'''

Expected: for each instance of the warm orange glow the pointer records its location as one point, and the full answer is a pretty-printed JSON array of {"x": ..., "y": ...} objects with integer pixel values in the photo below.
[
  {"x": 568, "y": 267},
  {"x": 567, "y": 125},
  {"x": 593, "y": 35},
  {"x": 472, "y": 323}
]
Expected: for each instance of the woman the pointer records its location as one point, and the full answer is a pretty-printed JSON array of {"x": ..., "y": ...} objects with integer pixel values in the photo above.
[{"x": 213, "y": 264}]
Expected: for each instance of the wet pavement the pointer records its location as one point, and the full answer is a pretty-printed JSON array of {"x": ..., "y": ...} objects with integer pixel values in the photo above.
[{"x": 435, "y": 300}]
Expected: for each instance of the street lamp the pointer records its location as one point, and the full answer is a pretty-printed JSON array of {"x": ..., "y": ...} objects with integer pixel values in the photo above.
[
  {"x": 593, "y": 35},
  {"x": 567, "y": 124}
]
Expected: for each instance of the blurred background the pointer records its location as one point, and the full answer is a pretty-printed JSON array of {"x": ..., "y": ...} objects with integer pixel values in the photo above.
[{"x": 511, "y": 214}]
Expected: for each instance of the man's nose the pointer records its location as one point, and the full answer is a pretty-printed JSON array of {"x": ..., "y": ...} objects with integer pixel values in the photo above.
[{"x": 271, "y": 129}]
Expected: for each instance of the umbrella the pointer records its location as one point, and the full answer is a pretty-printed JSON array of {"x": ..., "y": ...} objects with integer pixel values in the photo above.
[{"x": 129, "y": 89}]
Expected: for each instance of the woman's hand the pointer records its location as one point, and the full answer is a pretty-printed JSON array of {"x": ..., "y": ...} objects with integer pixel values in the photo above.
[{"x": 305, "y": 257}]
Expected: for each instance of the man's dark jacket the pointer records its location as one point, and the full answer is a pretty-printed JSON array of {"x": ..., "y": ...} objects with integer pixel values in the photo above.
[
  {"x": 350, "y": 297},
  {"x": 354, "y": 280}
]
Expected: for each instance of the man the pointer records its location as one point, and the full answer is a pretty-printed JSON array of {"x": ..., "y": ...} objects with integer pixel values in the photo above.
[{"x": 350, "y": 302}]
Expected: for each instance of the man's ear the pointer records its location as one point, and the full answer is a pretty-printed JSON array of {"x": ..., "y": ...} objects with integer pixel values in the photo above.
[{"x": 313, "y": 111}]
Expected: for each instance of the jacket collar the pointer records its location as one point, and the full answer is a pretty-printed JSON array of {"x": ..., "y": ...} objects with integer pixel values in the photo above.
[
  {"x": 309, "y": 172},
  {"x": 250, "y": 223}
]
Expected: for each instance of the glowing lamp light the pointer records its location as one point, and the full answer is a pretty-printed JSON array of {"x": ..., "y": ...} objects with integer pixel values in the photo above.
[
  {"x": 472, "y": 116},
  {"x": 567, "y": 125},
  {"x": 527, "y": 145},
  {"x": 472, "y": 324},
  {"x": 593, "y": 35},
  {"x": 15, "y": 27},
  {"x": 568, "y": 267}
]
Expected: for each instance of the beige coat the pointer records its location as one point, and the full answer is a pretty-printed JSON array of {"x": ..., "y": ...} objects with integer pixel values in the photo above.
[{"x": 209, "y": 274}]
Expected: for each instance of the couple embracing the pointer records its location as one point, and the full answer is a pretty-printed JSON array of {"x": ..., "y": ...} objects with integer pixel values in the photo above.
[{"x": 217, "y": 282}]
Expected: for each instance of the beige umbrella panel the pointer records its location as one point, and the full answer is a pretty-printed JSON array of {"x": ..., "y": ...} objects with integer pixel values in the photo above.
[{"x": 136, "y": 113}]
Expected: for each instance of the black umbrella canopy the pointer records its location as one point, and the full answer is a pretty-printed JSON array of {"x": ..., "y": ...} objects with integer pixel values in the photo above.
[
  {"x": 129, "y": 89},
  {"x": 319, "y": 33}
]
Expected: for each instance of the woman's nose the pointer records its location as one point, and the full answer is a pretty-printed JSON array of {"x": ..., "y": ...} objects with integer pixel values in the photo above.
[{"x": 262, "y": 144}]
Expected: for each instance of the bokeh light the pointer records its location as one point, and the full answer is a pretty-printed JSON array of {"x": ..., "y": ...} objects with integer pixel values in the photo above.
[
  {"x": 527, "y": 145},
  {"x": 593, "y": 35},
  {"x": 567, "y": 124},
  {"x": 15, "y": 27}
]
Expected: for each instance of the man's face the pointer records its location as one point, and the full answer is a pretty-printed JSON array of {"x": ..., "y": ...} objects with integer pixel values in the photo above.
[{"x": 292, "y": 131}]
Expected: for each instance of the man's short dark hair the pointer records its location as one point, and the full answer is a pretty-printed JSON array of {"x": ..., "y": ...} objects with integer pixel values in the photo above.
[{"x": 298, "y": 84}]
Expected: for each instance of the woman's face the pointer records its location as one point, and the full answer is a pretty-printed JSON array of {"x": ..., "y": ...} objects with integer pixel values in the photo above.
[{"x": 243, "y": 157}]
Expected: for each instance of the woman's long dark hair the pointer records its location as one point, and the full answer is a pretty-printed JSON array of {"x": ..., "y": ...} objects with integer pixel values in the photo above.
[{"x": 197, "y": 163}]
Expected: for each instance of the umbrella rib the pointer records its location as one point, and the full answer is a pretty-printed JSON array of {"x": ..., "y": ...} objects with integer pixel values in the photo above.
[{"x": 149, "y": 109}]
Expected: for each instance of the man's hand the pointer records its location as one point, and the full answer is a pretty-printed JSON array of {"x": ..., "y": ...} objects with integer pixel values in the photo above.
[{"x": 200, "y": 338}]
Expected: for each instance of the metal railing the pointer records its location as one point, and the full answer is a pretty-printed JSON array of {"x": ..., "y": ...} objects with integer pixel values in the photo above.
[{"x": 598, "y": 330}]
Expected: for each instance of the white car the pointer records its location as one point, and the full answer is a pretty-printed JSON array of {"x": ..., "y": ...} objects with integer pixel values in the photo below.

'''

- DESCRIPTION OF THE TASK -
Transcribe all of the material without omitting a line.

- RESULT -
Expected: for each instance of the warm orange glow the pointer records its location as one point, and the full answer is a pretty-printed JSON array of {"x": ..., "y": ...} objects with integer pixel values in the photo below.
[
  {"x": 568, "y": 267},
  {"x": 567, "y": 125},
  {"x": 593, "y": 35},
  {"x": 472, "y": 323}
]
Expected: for each instance of the woman the pointer records its location as one point, and the full answer is a pretty-printed JSON array of {"x": ..., "y": ...} objects with integer pixel values in the photo above.
[{"x": 213, "y": 264}]
Expected: for each instance of the wet pavement the pointer records its location as one point, and the full answer is a pretty-printed JSON array of {"x": ..., "y": ...} objects with integer pixel values in the photo above.
[{"x": 435, "y": 300}]
Expected: for each instance of the street lamp the pointer records its location as one point, and the full answer is a pretty-printed JSON array of {"x": ..., "y": ...} objects with integer pixel values in the photo above.
[
  {"x": 593, "y": 35},
  {"x": 567, "y": 124}
]
Expected: for each instance of the blurred background the pointer records its location as one point, and the full answer is a pretty-printed JSON array of {"x": ..., "y": ...} objects with integer pixel values in the photo above.
[{"x": 511, "y": 214}]
Expected: for each instance of the man's nose the pointer records its location as one point, and the full answer is a pretty-printed JSON array of {"x": ..., "y": ...} objects with integer pixel values in the photo above.
[{"x": 271, "y": 129}]
Expected: for each instance of the umbrella the pointer records its location as one point, and the full answer is a pretty-printed JSON array of {"x": ..., "y": ...} objects with integer pixel values in the photo above.
[{"x": 129, "y": 89}]
Expected: for each instance of the woman's hand the pointer records its location as one point, and the full answer is a pretty-printed JSON array of {"x": ..., "y": ...} objects with integer pixel values in the photo above.
[{"x": 305, "y": 257}]
Expected: for each instance of the man's dark jacket the pointer records its location as one point, and the full answer is a pretty-printed JSON array of {"x": ..., "y": ...} objects with integer pixel values in the photo above.
[
  {"x": 350, "y": 297},
  {"x": 354, "y": 280}
]
Expected: for each instance of the man the pointer records its location as one point, and the full answer is a pretty-printed JSON array of {"x": ..., "y": ...} objects with integer pixel values in the photo above.
[{"x": 350, "y": 302}]
Expected: for each instance of the man's ear the pointer records its location as one point, and the full answer is a pretty-printed JSON array of {"x": ..., "y": ...} objects with integer pixel values in the photo above.
[{"x": 313, "y": 111}]
Expected: for each instance of the jacket collar the pointer records its location as one point, and the full answer is a pretty-printed JSON array of {"x": ..., "y": ...} objects with integer pixel values in the photo above.
[
  {"x": 309, "y": 172},
  {"x": 250, "y": 223}
]
Expected: for each instance of the glowing lamp light the pointer records its location as one point, and the full answer is a pretty-printed JSON array of {"x": ..., "y": ...} objects with integer pixel values in the photo above.
[
  {"x": 472, "y": 116},
  {"x": 567, "y": 125},
  {"x": 527, "y": 145},
  {"x": 472, "y": 324},
  {"x": 593, "y": 35},
  {"x": 15, "y": 27},
  {"x": 568, "y": 267}
]
Expected: for each instance of the beige coat the pointer records its location as one point, and the full answer is a pretty-printed JSON array of {"x": ..., "y": ...} objects with integer pixel values in the photo above.
[{"x": 209, "y": 274}]
Expected: for each instance of the couple embracing the pointer records its location as one point, and the full answer is a pretty-printed JSON array of {"x": ..., "y": ...} objects with integer pixel values in the photo above.
[{"x": 217, "y": 282}]
Expected: for each instance of the beige umbrella panel the pointer records its location as one point, and the full answer is a pretty-printed JSON array of {"x": ..., "y": ...} objects with integer pixel values in the photo above.
[{"x": 136, "y": 113}]
Expected: for each instance of the black umbrella canopy the pointer records its location as one point, and the full answer is a pretty-printed JSON array of {"x": ..., "y": ...} objects with integer pixel values in the photo above.
[
  {"x": 129, "y": 89},
  {"x": 319, "y": 33}
]
Expected: for each instance of the woman's nose the pointer records its location as one point, and the full answer is a pretty-printed JSON array of {"x": ..., "y": ...} objects with integer pixel values in the photo above.
[{"x": 262, "y": 144}]
Expected: for each instance of the bokeh light the pointer records its location as one point, and the full answer is a pretty-printed JSON array of {"x": ..., "y": ...} objects with integer pixel values in the photo above.
[
  {"x": 527, "y": 145},
  {"x": 593, "y": 35},
  {"x": 567, "y": 124},
  {"x": 15, "y": 27}
]
Expected: for each instance of the man's face the pointer records its location as one point, and the full answer is a pretty-printed JSON array of {"x": ..., "y": ...} objects with integer pixel values in the photo above.
[{"x": 292, "y": 131}]
Expected: for each instance of the man's short dark hair the pointer records its location as one point, and the full answer is a pretty-printed JSON array of {"x": ..., "y": ...} objects with integer pixel values in the photo above.
[{"x": 298, "y": 84}]
Expected: for each instance of the woman's face the pointer records its location as one point, and the full answer is a pretty-printed JSON array of {"x": ..., "y": ...} objects with integer pixel values in the photo above.
[{"x": 243, "y": 157}]
Expected: for each instance of the woman's long dark hair the pointer records its location as one point, and the full answer is a pretty-printed JSON array of {"x": ..., "y": ...} objects with integer pixel values in the photo above.
[{"x": 197, "y": 163}]
Expected: for each instance of the umbrella rib the pointer records its location as one point, and the full answer is a pretty-printed JSON array of {"x": ..., "y": ...} objects with integer pixel values in the photo above.
[{"x": 149, "y": 109}]
Expected: for each instance of the man's hand the pointer records its location as one point, and the full answer is a pretty-printed JSON array of {"x": ..., "y": ...} objects with integer pixel values in the photo above.
[{"x": 200, "y": 338}]
Expected: for each instance of the metal railing the pointer records its location as one point, and the full answer is a pretty-printed JSON array of {"x": ..., "y": ...} objects with integer pixel values in the photo above.
[{"x": 598, "y": 330}]
Expected: for each instance of the white car the pointer records its location as one point, and the full answer is a pretty-printed JSON array of {"x": ..., "y": ...} objects with integer pixel values in the photo below.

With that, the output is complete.